- Exercise aim -
Extract each line of the listing below that contains the word "person", and present those lines in their original order.

Position identification listing
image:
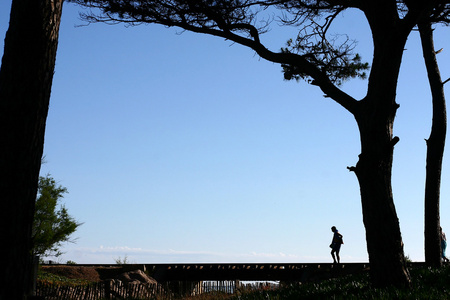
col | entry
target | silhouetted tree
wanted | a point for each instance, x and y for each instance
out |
(435, 149)
(52, 224)
(25, 83)
(314, 56)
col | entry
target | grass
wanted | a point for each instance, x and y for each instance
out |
(427, 284)
(52, 279)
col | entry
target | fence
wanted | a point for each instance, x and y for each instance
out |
(115, 289)
(102, 290)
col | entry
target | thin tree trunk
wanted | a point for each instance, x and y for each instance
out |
(435, 150)
(25, 83)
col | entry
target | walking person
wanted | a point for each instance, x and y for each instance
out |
(336, 243)
(443, 244)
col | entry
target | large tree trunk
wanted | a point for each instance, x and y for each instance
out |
(373, 170)
(25, 83)
(435, 150)
(375, 117)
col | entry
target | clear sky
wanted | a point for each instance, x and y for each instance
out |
(181, 147)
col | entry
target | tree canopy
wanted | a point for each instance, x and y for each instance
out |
(52, 224)
(325, 61)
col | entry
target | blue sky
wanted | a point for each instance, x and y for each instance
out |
(181, 147)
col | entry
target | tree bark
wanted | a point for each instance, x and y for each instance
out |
(375, 117)
(435, 150)
(25, 83)
(373, 170)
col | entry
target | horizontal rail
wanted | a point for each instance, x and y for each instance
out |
(245, 271)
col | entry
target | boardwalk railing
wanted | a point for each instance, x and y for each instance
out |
(115, 289)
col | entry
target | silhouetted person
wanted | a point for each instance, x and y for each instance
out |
(443, 245)
(336, 244)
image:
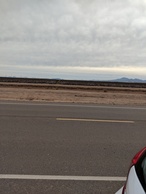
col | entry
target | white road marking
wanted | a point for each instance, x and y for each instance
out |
(94, 120)
(59, 177)
(72, 105)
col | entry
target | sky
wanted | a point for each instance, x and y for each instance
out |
(73, 39)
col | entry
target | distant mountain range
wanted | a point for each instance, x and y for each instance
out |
(128, 80)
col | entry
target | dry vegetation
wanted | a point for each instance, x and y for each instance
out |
(110, 95)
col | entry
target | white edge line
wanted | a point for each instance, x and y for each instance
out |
(93, 120)
(54, 177)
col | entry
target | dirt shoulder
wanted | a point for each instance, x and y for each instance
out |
(73, 94)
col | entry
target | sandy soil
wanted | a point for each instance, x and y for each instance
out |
(73, 94)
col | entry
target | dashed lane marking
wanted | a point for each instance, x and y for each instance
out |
(94, 120)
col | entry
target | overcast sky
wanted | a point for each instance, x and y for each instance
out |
(73, 39)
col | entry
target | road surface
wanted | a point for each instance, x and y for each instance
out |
(67, 148)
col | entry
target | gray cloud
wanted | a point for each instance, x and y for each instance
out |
(73, 33)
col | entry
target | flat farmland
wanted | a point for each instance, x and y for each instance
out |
(105, 93)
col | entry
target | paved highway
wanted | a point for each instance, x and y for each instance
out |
(67, 148)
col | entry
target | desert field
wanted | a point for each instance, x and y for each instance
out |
(103, 95)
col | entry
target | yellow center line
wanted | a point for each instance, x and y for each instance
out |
(94, 120)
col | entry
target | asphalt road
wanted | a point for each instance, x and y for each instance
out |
(67, 141)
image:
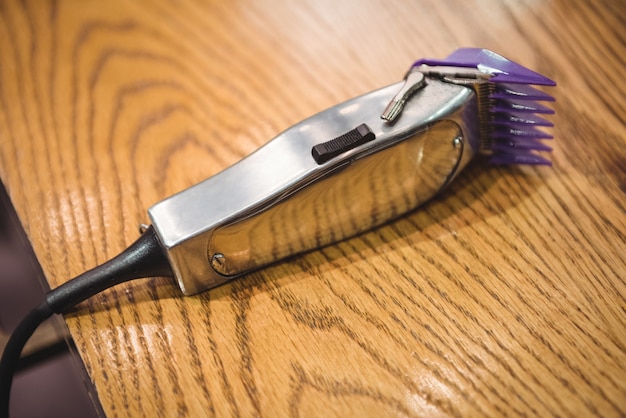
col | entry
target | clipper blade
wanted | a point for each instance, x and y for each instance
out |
(511, 129)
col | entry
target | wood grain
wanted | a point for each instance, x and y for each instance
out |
(504, 296)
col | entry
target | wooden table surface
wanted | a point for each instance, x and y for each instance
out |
(504, 296)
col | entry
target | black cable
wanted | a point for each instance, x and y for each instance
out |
(144, 258)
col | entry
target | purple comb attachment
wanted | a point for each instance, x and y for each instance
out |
(508, 115)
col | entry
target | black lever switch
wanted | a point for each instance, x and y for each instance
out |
(350, 140)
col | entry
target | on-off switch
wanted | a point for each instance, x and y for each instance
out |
(350, 140)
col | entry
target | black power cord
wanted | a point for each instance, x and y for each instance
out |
(144, 258)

- Full solution -
target | walking person
target | silhouetted person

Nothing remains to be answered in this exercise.